*Description of the task*: Please copy each line from the entries that contains the string "along".

*Supplied records*:
# # # #
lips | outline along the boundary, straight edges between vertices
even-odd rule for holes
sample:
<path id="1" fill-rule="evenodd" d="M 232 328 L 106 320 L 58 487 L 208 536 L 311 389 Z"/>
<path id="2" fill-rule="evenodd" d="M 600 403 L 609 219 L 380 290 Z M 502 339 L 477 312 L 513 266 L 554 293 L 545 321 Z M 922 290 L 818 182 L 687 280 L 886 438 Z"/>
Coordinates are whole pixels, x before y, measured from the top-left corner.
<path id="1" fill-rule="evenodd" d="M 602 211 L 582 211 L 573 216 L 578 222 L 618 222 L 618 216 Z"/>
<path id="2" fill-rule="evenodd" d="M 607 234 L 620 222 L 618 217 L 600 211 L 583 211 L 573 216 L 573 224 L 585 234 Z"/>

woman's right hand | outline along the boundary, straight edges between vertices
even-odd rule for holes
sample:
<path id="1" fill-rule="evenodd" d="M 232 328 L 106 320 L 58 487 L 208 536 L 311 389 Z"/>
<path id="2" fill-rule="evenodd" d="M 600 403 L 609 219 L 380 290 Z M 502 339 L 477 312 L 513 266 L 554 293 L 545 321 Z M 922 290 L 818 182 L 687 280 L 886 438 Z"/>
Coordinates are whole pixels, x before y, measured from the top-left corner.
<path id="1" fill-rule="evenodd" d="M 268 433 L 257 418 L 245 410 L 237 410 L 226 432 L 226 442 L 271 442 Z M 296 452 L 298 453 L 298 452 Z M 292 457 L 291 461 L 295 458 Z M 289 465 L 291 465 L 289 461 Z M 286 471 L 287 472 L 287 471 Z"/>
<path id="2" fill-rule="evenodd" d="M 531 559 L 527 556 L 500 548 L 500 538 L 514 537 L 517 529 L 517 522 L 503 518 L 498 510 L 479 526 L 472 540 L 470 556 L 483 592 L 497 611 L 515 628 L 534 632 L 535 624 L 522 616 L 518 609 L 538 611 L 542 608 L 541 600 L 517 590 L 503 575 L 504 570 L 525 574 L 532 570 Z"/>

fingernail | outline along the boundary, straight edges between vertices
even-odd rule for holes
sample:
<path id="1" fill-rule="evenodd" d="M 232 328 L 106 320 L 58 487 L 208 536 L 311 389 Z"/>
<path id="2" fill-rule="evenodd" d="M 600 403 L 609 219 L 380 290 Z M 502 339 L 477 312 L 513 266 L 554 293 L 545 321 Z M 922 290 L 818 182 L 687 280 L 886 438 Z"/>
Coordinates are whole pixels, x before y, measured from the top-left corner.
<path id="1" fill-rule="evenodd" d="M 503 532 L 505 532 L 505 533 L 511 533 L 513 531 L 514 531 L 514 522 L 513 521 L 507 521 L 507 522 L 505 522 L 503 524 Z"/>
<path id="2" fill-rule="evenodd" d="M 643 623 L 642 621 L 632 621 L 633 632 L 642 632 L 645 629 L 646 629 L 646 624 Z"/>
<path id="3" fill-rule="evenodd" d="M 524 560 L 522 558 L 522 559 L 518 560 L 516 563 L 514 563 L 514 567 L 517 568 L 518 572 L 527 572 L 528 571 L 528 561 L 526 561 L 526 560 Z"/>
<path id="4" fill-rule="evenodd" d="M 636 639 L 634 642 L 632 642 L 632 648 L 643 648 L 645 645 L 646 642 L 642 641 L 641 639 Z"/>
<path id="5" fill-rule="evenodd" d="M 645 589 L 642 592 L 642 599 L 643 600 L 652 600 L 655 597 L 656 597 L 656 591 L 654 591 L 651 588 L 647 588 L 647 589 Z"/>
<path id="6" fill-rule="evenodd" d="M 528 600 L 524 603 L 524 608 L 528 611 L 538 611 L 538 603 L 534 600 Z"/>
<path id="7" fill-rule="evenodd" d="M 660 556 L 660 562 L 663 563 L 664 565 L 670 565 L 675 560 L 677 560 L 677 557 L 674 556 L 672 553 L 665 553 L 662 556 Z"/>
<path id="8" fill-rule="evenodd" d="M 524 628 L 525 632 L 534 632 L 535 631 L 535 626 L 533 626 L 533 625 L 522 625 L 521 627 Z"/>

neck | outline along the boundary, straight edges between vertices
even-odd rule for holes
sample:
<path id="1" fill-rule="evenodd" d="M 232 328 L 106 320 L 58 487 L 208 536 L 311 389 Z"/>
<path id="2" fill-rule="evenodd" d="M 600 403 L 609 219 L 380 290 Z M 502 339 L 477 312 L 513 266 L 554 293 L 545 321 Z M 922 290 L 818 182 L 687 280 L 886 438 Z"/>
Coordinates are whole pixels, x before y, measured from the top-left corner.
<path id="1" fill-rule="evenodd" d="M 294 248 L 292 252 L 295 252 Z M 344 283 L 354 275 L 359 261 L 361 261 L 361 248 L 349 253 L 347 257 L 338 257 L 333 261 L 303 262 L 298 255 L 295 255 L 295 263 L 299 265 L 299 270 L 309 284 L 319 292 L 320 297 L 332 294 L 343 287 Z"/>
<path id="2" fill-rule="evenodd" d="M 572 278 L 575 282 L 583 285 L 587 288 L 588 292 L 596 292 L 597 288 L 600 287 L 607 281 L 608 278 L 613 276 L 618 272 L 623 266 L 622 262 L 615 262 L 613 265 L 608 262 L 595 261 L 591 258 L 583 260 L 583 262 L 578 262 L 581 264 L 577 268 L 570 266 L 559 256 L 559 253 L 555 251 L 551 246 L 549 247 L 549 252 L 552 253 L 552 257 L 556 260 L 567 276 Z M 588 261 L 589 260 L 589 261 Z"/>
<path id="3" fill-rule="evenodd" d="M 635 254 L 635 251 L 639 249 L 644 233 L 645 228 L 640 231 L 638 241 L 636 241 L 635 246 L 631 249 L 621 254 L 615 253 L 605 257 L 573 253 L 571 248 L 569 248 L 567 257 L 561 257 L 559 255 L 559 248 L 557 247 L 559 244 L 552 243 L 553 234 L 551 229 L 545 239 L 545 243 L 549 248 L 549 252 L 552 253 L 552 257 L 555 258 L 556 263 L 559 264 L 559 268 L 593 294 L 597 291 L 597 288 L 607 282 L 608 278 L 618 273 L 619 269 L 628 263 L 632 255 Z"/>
# # # #
*Solution below*:
lips | outline along the boundary, straight edges between vertices
woman's right hand | outline along the boundary, straight edges between vertices
fingernail | outline along the boundary, straight edges between vertices
neck | outline along the boundary, straight edges between vertices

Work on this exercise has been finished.